Sur les 12 premiers pilotes du Championnat du monde de Formule 1, neuf vivent dans un paradis fiscal. Et en 2016, leurs salaires s'élèvent à 149 millions. Particulier, n'est-ce pas ?

Quand on parle du 1 %, des impôts et des inégalités, l'exemple des pilotes de F1 vient immédiatement à l'esprit. D'autant plus que contrairement à la plupart des riches ou des entreprises qui ont recours aux paradis fiscaux, les pilotes de F1 sont admirés, que dis-je, adulés.

Cela dit, le fait que ces coureurs automobiles ont leurs résidences dans un paradis fiscal ne signifie pas qu'ils ne paient pas d'impôt. En fouillant, j'ai appris que les pilotes doivent verser des impôts dans les pays d'accueil pour les jours de travail qu'ils y font, selon le taux d'imposition local. Un peu comme le fait Madonna quand elle donne une performance au Centre Bell.

L'information m'a été confirmée par l'Agence du revenu du Québec. « Un pilote automobile qui ne réside pas au Canada et qui est à l'emploi d'une écurie de Formule 1 doit payer un impôt sur son revenu gagné au Québec pour l'année », m'écrit l'Agence.

Au début des années 80, me raconte un fiscaliste, des inspecteurs de Revenu Canada se seraient même présentés dans les paddocks du Grand Prix de Montréal pour exiger leur dû, retardant la course de quelques heures...

Combien les pilotes paient-ils d'impôt ? C'est une autre question. La somme à payer dépend du nombre de jours annuels de travail qui est prévu à leur contrat en échange de leurs faramineux salaires. Nous n'avons pas accès à ces contrats, mais il est possible de faire une estimation.

Chaque année, les pilotes participent à 21 courses de F1 dans le monde et pour chaque course, ils font des performances durant trois jours, en incluant les essais. Selon mes recherches, les pilotes sont surtout payés pour ces performances, mais une partie de leur salaire pourrait être aussi versée pour leurs activités promotionnelles et leurs entraînements. Par exemple, à Montréal, le jeudi est consacré aux autographes et les trois autres jours, à des performances.

En faisant l'hypothèse que les pilotes ont 63 jours de performance par année et une centaine de jours d'entraînements et de promotion (qui seraient payés le tiers des jours de performance), on pourrait penser que leur passage à Montréal représente entre 3 et 4 % de leur salaire annuel.

EXTRAITS DE DONNÉES:
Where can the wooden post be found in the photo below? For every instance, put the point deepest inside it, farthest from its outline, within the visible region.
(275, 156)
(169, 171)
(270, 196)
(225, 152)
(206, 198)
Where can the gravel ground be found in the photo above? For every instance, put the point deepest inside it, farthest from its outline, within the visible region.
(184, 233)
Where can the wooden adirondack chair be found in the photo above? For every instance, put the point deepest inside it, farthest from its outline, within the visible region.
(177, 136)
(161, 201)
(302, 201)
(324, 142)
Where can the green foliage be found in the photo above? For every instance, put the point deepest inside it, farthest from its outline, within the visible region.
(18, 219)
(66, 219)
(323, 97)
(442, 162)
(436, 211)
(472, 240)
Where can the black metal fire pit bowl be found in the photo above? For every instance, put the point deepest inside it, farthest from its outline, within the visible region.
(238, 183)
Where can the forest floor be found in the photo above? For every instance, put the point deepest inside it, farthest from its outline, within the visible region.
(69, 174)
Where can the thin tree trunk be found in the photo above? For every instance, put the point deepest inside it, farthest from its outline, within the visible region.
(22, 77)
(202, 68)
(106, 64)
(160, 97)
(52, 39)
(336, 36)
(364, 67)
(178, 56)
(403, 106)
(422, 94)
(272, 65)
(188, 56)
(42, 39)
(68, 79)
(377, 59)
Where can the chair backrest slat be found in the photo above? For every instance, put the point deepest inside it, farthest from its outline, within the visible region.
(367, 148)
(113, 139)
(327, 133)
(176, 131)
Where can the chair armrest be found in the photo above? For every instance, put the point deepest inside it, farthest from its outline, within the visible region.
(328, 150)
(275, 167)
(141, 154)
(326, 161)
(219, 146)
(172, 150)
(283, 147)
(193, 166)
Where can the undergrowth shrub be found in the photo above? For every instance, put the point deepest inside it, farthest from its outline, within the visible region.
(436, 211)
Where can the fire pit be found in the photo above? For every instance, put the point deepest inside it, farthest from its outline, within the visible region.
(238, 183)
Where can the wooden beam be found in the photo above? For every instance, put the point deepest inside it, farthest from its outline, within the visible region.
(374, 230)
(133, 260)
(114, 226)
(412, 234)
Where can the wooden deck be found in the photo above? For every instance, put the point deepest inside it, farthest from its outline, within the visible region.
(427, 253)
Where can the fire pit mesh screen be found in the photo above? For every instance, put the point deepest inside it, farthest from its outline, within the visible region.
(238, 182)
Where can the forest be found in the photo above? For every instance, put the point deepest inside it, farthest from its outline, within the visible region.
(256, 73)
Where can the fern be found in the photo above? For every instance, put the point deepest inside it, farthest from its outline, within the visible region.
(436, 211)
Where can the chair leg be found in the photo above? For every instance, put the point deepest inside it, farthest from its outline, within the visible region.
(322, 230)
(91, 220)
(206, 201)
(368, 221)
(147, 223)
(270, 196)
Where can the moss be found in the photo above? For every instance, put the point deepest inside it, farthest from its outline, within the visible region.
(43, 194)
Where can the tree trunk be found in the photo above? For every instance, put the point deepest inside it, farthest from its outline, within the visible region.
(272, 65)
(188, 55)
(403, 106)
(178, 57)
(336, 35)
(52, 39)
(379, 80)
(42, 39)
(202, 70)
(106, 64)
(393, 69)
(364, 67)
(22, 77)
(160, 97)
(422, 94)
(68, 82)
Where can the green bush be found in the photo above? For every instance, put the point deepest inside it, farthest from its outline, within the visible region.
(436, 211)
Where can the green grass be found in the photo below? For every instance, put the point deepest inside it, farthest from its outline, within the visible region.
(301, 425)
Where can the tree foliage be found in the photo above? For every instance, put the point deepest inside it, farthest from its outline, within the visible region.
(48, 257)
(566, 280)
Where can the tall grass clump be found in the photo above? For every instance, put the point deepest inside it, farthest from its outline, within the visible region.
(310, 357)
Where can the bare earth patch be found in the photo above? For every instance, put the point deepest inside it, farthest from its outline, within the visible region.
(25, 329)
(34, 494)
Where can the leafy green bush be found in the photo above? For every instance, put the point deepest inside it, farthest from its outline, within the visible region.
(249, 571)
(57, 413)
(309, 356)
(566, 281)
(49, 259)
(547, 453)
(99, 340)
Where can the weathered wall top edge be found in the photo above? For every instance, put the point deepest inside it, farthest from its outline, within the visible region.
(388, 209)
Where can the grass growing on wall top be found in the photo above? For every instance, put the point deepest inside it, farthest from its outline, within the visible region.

ÉNONCÉ A:
Selon l'article sur les impôts des pilotes de F1, combien de courses de Formule 1 les pilotes disputent-ils chaque année ?
ÉNONCÉ B:
D'après l'article sur les impôts des pilotes de F1, pour quelles activités les pilotes sont-ils ou pourraient-ils être payés ? Énumérez-les toutes.
ÉNONCÉ C:
Poursuivez l'article sur les impôts des pilotes de F1 en prenant la suite de sa dernière phrase.

RÉSULTAT OBTENU A:
Ils disputent 21 courses par an.

RÉSULTAT OBTENU B:
- Les performances
- Les activités promotionnelles
- Les entraînements

RÉSULTAT OBTENU C:
En 2016, les 23 pilotes touchent globalement 233,5 millions en salaires, selon les données du magazine Business Book GP. La part touchée à Montréal représenterait donc environ 8 millions de dollars de salaires.

Puisque le taux maximum d'imposition est de 53 % au Québec, les pilotes paieraient environ 4,2 millions d'impôts ici, répartis à peu près également entre le gouvernement du Québec et le fédéral.

Bref, le gouvernement du Québec empocherait environ 2,1 millions, une somme qui n'a pas été incluse dans l'étude de retombées publiée cette semaine, m'a confirmé Tourisme Montréal. Évidemment, il s'agit d'une estimation. Selon les contrats, la somme touchée par Québec pourrait être différente, mais elle oscille fort probablement entre 1 et 3 millions.

En vertu des conventions fiscales entre le Canada et les grands pays, les résidants étrangers ont généralement droit à un crédit dans leur pays pour tenir compte des impôts payés à l'étranger. Il est donc possible, dans certains cas, que les coureurs se voient rembourser une partie des impôts payés ici.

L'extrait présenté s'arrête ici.